■ **DIRECTIVE**: Rewrite every line of the listing, requests included, starting at the line containing "Q: Locate the rough" and ending at the last line of the listing. Multiply each x and y coordinate in the answers by 2.6 and round to whole numbers, with halves rounding up.

[Items from a data source]

────────────────────────────────────────

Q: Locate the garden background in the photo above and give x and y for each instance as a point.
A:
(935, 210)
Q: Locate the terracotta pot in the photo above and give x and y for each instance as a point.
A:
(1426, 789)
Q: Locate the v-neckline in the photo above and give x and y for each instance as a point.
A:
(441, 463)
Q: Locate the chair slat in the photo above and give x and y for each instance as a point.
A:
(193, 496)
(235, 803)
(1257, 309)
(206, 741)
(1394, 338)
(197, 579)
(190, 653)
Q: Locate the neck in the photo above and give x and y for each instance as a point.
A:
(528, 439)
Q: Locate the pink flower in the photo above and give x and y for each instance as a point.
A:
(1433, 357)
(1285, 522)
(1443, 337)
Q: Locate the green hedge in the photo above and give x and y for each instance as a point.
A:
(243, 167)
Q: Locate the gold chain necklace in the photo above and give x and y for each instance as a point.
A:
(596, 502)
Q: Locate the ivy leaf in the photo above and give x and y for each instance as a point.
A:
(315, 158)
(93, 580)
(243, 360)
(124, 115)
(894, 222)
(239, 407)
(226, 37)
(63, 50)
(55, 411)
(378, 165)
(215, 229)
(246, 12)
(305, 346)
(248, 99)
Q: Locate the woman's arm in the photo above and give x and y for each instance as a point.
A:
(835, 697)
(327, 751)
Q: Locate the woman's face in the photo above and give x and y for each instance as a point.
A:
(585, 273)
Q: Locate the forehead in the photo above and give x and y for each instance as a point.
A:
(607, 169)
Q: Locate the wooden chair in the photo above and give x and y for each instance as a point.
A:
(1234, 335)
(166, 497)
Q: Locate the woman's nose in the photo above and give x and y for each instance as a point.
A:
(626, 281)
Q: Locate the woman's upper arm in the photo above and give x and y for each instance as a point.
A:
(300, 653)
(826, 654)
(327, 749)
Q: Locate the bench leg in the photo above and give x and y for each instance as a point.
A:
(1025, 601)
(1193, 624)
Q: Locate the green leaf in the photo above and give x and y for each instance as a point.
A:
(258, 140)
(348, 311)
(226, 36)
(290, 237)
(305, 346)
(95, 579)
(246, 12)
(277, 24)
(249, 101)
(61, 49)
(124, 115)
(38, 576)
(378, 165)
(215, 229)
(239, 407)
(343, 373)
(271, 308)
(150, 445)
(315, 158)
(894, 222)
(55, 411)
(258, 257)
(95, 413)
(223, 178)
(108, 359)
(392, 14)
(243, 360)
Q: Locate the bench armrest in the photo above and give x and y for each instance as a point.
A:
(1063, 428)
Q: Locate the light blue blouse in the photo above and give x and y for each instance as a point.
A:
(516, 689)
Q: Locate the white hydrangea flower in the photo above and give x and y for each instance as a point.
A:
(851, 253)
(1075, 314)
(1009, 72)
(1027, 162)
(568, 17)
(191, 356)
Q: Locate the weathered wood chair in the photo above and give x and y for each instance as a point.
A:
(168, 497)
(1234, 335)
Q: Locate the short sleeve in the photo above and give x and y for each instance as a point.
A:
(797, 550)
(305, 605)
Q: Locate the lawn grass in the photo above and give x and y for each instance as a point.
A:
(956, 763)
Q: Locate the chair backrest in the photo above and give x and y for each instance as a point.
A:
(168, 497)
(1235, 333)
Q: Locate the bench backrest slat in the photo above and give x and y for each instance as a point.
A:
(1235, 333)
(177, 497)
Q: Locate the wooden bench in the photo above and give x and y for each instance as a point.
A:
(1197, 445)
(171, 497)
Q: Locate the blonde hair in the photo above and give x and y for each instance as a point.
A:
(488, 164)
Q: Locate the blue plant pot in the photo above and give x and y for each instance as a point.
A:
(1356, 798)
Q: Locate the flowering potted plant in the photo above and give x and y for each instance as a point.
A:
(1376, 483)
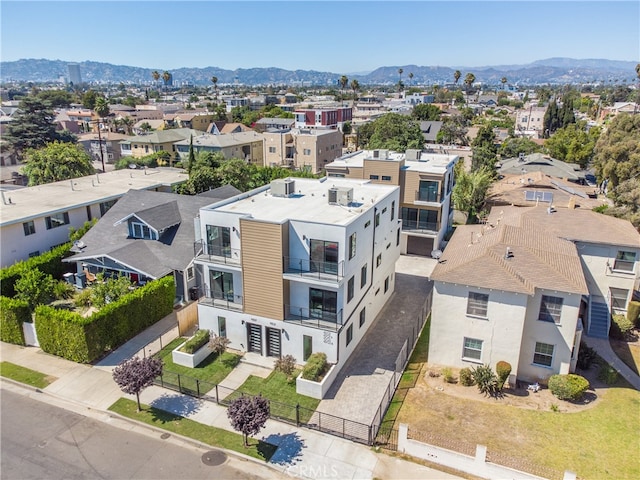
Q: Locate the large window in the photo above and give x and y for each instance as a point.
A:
(550, 309)
(219, 241)
(625, 261)
(324, 256)
(323, 304)
(477, 304)
(57, 220)
(543, 354)
(619, 298)
(472, 348)
(29, 228)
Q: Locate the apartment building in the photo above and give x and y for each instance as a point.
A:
(302, 148)
(298, 266)
(426, 181)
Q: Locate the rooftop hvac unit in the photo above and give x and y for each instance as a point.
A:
(283, 187)
(340, 196)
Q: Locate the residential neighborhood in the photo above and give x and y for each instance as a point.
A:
(367, 270)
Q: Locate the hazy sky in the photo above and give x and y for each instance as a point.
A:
(335, 36)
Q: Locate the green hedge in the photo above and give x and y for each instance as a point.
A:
(13, 313)
(69, 335)
(48, 263)
(194, 343)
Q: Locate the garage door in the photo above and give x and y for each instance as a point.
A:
(419, 246)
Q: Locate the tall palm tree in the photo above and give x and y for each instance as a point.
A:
(214, 80)
(355, 86)
(456, 76)
(344, 81)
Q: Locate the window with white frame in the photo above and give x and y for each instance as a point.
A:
(543, 354)
(625, 261)
(550, 309)
(472, 348)
(477, 304)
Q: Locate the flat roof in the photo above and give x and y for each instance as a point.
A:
(310, 202)
(34, 202)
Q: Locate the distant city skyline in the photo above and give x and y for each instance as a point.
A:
(340, 37)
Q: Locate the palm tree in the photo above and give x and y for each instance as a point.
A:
(456, 76)
(344, 81)
(214, 80)
(355, 86)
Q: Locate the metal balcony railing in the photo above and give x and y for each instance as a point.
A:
(313, 318)
(308, 268)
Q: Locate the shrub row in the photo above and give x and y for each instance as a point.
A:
(315, 366)
(69, 335)
(13, 313)
(196, 342)
(48, 263)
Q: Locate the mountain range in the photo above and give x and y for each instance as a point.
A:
(552, 70)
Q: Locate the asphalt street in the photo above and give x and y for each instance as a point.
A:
(42, 441)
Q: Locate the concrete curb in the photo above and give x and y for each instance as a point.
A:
(146, 426)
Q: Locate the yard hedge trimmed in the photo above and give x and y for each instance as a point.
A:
(48, 263)
(13, 313)
(71, 336)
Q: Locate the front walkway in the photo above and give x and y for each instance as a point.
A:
(362, 383)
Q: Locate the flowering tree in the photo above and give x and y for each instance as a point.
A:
(136, 374)
(248, 415)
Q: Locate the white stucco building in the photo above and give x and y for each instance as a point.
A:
(525, 286)
(36, 219)
(298, 266)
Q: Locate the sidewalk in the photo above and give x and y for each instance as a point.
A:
(603, 348)
(302, 453)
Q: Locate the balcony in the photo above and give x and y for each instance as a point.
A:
(310, 269)
(216, 254)
(226, 301)
(313, 318)
(420, 227)
(427, 197)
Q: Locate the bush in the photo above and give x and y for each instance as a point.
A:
(315, 367)
(286, 365)
(568, 387)
(586, 356)
(219, 344)
(607, 374)
(503, 370)
(485, 379)
(447, 376)
(13, 313)
(196, 342)
(466, 378)
(633, 312)
(71, 336)
(621, 326)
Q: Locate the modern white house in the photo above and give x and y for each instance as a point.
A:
(523, 288)
(36, 219)
(426, 181)
(298, 266)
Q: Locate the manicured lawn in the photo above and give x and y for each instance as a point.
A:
(282, 394)
(597, 442)
(25, 375)
(628, 352)
(213, 436)
(210, 372)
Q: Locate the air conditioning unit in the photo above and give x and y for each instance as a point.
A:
(283, 187)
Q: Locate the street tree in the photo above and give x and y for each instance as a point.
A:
(56, 161)
(135, 374)
(32, 126)
(248, 415)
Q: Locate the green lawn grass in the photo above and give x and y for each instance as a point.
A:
(209, 373)
(213, 436)
(25, 375)
(282, 394)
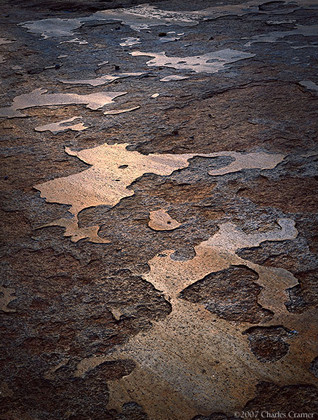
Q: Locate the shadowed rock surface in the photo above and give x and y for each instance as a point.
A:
(106, 312)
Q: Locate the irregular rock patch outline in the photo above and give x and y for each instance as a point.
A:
(175, 380)
(173, 77)
(114, 168)
(129, 41)
(146, 16)
(161, 220)
(40, 97)
(121, 111)
(102, 80)
(304, 30)
(64, 125)
(206, 63)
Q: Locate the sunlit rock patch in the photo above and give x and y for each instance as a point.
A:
(41, 97)
(114, 168)
(121, 111)
(53, 27)
(207, 63)
(129, 41)
(173, 77)
(174, 380)
(73, 124)
(102, 80)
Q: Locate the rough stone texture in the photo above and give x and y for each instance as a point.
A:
(231, 294)
(64, 303)
(269, 343)
(270, 397)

────────────────────────────────────────

■ **RESULT OF THE TASK**:
Q: Locate the rough stone texture in the photo above and give x and y for each instance as a point.
A:
(601, 764)
(166, 788)
(699, 892)
(702, 1032)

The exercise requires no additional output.